-------- Quoted text
Key was charged with attempted murder-for-hire of Allen rather than murder-for-hire itself because the individual tasked with murdering Allen failed to complete his task in two ways: he shot the wrong person, and that person survived. See United States v. Babilonia, 687 F. App'x 63, 66 (2d Cir. 2017); Def.-Appellant Babilonia's Br. at 6-7, United States v. Babilonia, No. 14-3739 (2d Cir. Apr. 14, 2015). A few weeks later, however, Allen was shot and killed. Id. at 7.
Key argues that his attorney's actions harmed him in two ways. First, Key claims that the failure to produce those two witnesses allowed the jury to draw negative inferences from their absence. In support, he cites First and Seventh Circuit cases that found prejudice where a critical witness was named in an opening statement but never appeared. See United States v. Gonzalez-Maldonado, 115 F.3d 9, 14-15 (1st Cir. 1997) ("If the defense fails to produce promised expert testimony that is critical to the defense strategy, a danger arises that the jury will presume that the expert is unwilling to testify and the defense is flawed. . . . [T]he presumption formed in the minds of the jury is prejudicial."); Harris v. Reed, 894 F.2d 871, 877-79 (7th Cir. 1990); Anderson v. Butler, 858 F.2d 16, 17-19 (1st Cir. 1988) ("[L]ittle is more damaging than to fail to produce important evidence that had been promised in an opening."). Key believes that the witnesses' absences led the jury to disbelieve defense counsel's claims that another person was responsible for Allen's ultimate murder and that Key earned substantial legitimate income through party promotions. Moreover, Key continues, this inability to follow through likely led the jury to distrust defense counsel in general, tainting the entire trial.
----------------
Stated task 1: Gather every line of the records that contains the string "lawn", treating uppercase and lowercase letters as different.
-------- Data rows
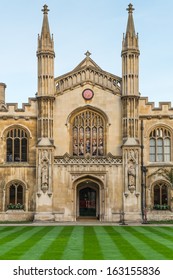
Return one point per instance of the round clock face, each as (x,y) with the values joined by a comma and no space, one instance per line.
(88,94)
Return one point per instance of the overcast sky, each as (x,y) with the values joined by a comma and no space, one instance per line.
(81,25)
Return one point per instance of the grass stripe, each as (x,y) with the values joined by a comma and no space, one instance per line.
(155,241)
(128,250)
(74,248)
(57,247)
(17,251)
(39,245)
(109,249)
(91,250)
(12,235)
(7,231)
(141,244)
(25,233)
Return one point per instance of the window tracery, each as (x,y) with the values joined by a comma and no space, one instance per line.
(160,145)
(88,130)
(160,194)
(16,145)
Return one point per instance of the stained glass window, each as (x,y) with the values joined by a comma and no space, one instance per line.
(160,194)
(17,145)
(88,134)
(160,145)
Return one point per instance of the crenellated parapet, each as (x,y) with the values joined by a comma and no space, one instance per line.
(149,110)
(88,72)
(12,109)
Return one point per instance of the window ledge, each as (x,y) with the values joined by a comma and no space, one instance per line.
(16,163)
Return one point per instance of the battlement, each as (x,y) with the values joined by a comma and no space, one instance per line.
(148,109)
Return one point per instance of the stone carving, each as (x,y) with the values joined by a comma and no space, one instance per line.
(131,176)
(71,160)
(44,171)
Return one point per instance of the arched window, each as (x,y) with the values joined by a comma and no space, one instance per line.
(88,130)
(16,194)
(17,145)
(160,145)
(161,194)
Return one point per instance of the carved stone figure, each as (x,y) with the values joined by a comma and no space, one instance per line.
(131,176)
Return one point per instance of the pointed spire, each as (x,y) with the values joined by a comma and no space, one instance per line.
(45,27)
(130,24)
(130,40)
(45,40)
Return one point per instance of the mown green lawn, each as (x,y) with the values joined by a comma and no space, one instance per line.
(86,243)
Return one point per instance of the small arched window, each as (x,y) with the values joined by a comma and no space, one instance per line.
(160,145)
(161,194)
(88,134)
(16,145)
(16,194)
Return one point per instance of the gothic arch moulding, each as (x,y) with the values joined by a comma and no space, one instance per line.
(88,131)
(155,126)
(83,108)
(17,126)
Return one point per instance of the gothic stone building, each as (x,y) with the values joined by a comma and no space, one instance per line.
(88,145)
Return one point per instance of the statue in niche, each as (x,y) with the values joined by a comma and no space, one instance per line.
(131,176)
(44,178)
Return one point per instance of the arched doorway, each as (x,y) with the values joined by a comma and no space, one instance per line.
(88,199)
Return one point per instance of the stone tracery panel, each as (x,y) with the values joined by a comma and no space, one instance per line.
(88,130)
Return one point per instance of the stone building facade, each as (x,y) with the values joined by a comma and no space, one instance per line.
(88,145)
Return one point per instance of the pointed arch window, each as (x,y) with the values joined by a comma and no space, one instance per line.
(88,130)
(15,196)
(160,194)
(16,145)
(160,145)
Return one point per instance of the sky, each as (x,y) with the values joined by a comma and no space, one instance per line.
(81,25)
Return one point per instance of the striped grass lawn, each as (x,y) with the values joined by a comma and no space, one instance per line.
(86,243)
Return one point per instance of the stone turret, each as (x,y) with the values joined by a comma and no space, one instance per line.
(2,93)
(130,80)
(130,121)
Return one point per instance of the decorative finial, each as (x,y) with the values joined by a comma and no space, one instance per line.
(45,10)
(130,8)
(87,54)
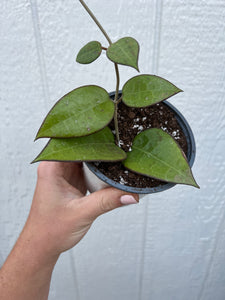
----------------
Stated task 2: Name each court case cited in the text about Key's trial, listing each case once.

Worked solution 1:
Return one point per instance of the mown green lawn, each as (x,y) with the values joined by a comma and no space, one instance per line.
Return one point per instance of the striped grass lawn, each as (x,y) with the values joined by a comma and no space, one instance per line.

Worked solution 2:
United States v. Babilonia
United States v. Gonzalez-Maldonado
Harris v. Reed
Anderson v. Butler